[Extracted data entries]
— BEGIN —

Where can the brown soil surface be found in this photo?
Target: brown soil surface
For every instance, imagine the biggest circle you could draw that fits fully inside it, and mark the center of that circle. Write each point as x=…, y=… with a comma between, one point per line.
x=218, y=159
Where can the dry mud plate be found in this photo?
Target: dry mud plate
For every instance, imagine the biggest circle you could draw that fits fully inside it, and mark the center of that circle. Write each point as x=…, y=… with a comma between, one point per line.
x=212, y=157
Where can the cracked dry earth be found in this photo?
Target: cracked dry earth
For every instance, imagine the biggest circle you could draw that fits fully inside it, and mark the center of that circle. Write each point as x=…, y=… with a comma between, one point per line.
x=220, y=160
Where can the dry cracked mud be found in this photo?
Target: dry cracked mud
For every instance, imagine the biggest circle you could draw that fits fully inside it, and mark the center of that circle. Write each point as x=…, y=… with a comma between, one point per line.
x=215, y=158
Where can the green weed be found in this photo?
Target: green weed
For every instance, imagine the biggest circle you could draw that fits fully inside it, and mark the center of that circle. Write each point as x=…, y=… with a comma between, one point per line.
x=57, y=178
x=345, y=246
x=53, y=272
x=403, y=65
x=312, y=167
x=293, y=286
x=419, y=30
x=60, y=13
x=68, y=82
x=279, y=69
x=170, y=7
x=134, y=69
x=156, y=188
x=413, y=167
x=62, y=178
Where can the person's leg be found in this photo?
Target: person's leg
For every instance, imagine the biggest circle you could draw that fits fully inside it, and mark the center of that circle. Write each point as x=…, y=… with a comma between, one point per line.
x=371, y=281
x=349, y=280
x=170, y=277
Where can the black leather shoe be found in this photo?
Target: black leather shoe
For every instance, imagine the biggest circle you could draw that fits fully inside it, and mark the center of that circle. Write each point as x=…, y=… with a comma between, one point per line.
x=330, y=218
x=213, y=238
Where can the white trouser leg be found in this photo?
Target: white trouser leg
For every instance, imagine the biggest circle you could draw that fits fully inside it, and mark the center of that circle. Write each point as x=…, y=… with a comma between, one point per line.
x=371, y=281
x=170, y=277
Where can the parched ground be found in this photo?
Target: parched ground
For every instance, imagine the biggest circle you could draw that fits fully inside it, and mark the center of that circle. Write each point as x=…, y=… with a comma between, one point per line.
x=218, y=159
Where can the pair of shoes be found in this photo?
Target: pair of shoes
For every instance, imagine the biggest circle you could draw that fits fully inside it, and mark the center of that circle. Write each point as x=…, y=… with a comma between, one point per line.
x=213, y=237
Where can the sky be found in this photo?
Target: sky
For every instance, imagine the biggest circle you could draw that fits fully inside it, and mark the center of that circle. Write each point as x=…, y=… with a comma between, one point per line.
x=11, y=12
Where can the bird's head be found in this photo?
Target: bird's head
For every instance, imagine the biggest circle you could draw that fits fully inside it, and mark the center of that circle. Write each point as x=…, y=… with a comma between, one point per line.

— END —

GIVEN REQUEST: From the records above, extract every entry exactly as given.

SOLUTION BELOW:
Where can the brown soil surface be found in this photo?
Target: brown soil surface
For every instance, imagine the biggest circle you could draw that fits fully inside it, and mark the center of that circle. Write each point as x=…, y=… with a comma between, one point per line.
x=218, y=159
Where can the dry mud plate be found in this photo?
Target: dry mud plate
For every instance, imagine the biggest circle you could draw that fits fully inside it, and mark the center of that circle. Write each point as x=…, y=… with a comma between, one point per line.
x=212, y=157
Where can the cracked dry earth be found in this photo?
Target: cracked dry earth
For every instance, imagine the biggest circle you could draw that fits fully inside it, and mark the center of that circle. Write each point as x=…, y=… with a comma between, one point per line.
x=220, y=160
Where can the dry cracked mud be found in this photo?
Target: dry cracked mud
For every instance, imagine the biggest circle you could draw that fits fully inside it, and mark the center of that circle. Write each point as x=…, y=… with a comma between, one point per line.
x=215, y=158
Where can the green weed be found in this photo?
Target: green weed
For every instance, imagine the biggest circle you could draw that fits fully inside it, and mark the center of that circle. Write each point as x=…, y=… with a comma between, one point per line.
x=57, y=178
x=345, y=246
x=53, y=272
x=403, y=65
x=312, y=167
x=293, y=286
x=419, y=30
x=60, y=13
x=68, y=82
x=279, y=69
x=170, y=7
x=134, y=69
x=156, y=188
x=413, y=167
x=62, y=178
Where can the person's leg be found in this photo?
Target: person's leg
For every instance, imagine the biggest circle you could draw that fits fully inside it, and mark the center of that circle. Write each point as x=…, y=… with a comma between, one point per line.
x=371, y=281
x=349, y=280
x=170, y=277
Where can the black leather shoe be found in this photo?
Target: black leather shoe
For every instance, imagine the biggest circle you could draw that fits fully inside it, and mark the center of that circle. Write each point as x=…, y=… with a comma between, one point per line.
x=330, y=218
x=213, y=238
Where can the white trouser leg be found in this photo?
Target: white trouser leg
For every instance, imagine the biggest circle you could draw that fits fully inside it, and mark the center of that circle. Write each point as x=…, y=… with a comma between, one point per line.
x=371, y=281
x=170, y=277
Where can the parched ground be found in this photo?
Target: parched ground
For every instance, imagine the biggest circle you could draw that fits fully inside it, and mark the center of that circle. Write each point as x=…, y=… with a comma between, one point per line.
x=218, y=159
Where can the pair of shoes be found in this photo?
Target: pair of shoes
For every instance, imagine the biggest circle you could draw that fits fully inside it, and mark the center of that circle. Write each point as x=…, y=… with a comma between, one point per line.
x=213, y=237
Where can the sky be found in this photo?
Target: sky
For every instance, imagine the biggest circle you could draw that fits fully inside it, and mark the center of that circle. Write each point as x=…, y=… with a comma between, one point per line.
x=11, y=12
Where can the bird's head be found in this photo?
Target: bird's head
For every instance, imagine the biggest circle you could draw that fits fully inside it, and mark the center of that circle. Write each point as x=…, y=… with a comma between, one point per line.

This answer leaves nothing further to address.